Start Records

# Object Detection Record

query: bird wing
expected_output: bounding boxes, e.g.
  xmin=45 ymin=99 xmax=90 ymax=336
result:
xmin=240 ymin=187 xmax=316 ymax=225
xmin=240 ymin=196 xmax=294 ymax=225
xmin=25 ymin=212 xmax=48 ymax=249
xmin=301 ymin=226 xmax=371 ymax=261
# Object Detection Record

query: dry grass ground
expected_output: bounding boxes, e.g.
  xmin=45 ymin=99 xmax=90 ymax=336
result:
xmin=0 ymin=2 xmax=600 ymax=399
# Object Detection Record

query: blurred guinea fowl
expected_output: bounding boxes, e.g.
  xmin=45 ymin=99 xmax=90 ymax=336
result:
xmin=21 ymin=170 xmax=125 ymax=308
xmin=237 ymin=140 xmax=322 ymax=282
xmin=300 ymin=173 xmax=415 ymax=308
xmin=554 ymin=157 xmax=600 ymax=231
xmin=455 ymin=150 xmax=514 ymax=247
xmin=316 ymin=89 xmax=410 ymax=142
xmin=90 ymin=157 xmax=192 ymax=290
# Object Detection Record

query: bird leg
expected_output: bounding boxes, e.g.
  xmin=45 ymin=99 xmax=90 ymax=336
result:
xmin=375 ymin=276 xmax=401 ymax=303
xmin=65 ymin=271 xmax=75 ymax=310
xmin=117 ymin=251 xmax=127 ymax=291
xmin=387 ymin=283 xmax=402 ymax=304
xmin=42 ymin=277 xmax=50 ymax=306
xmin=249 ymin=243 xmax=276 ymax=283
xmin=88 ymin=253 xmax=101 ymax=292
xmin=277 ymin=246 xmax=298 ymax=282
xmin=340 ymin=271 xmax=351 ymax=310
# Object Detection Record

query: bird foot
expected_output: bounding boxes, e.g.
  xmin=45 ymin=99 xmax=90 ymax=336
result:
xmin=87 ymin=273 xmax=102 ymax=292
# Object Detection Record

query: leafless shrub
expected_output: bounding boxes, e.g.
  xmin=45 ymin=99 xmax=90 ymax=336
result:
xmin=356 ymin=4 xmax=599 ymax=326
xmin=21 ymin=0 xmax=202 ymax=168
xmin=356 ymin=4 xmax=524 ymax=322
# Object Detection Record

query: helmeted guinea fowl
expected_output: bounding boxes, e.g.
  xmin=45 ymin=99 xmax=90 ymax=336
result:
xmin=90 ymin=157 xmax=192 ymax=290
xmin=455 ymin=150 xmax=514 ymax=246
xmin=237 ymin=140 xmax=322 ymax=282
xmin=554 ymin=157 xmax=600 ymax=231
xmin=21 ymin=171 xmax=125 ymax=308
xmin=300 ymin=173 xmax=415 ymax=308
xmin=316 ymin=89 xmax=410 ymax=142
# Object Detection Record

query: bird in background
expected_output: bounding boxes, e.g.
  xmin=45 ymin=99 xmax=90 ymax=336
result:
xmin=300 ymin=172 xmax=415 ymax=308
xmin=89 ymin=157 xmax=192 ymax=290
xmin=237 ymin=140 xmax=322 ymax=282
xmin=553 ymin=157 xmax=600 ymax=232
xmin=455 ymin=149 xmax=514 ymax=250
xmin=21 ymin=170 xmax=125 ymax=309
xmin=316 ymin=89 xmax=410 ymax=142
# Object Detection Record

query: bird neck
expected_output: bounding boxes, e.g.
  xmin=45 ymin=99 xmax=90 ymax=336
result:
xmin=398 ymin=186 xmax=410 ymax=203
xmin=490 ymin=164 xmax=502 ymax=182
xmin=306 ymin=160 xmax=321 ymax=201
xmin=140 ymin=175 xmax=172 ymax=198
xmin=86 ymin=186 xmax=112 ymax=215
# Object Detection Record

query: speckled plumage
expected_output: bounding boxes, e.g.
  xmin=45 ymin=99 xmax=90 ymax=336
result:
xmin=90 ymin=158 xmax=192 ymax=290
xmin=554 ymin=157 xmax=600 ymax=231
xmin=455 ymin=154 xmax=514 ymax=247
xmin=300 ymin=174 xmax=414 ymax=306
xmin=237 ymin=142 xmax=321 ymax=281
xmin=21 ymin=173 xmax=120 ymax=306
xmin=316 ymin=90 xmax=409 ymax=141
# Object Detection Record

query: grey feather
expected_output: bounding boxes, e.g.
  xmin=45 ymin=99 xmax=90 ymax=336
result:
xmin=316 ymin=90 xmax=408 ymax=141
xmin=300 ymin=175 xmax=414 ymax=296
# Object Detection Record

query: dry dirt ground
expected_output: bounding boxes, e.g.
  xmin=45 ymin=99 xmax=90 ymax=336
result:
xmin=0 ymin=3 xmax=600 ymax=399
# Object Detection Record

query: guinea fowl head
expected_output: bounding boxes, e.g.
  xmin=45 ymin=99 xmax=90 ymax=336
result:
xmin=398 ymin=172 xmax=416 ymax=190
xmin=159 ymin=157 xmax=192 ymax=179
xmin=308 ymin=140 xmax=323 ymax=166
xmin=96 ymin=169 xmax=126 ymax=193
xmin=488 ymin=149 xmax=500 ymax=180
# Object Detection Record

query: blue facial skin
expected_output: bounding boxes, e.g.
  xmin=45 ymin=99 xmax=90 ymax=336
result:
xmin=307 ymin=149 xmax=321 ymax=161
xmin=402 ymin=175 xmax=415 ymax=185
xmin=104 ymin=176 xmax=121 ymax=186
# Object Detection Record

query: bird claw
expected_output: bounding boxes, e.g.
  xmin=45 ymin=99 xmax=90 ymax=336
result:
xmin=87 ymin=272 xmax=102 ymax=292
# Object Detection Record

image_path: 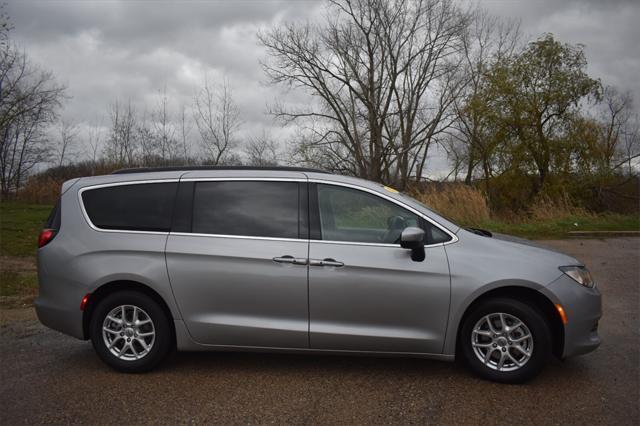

End Records

What is needed: Gather every line of the records above that contains the string "guinea", and reproduce each one in full.

Response to this exercise:
query: blurred guinea fowl
query: helmeted guinea fowl
query: guinea fowl head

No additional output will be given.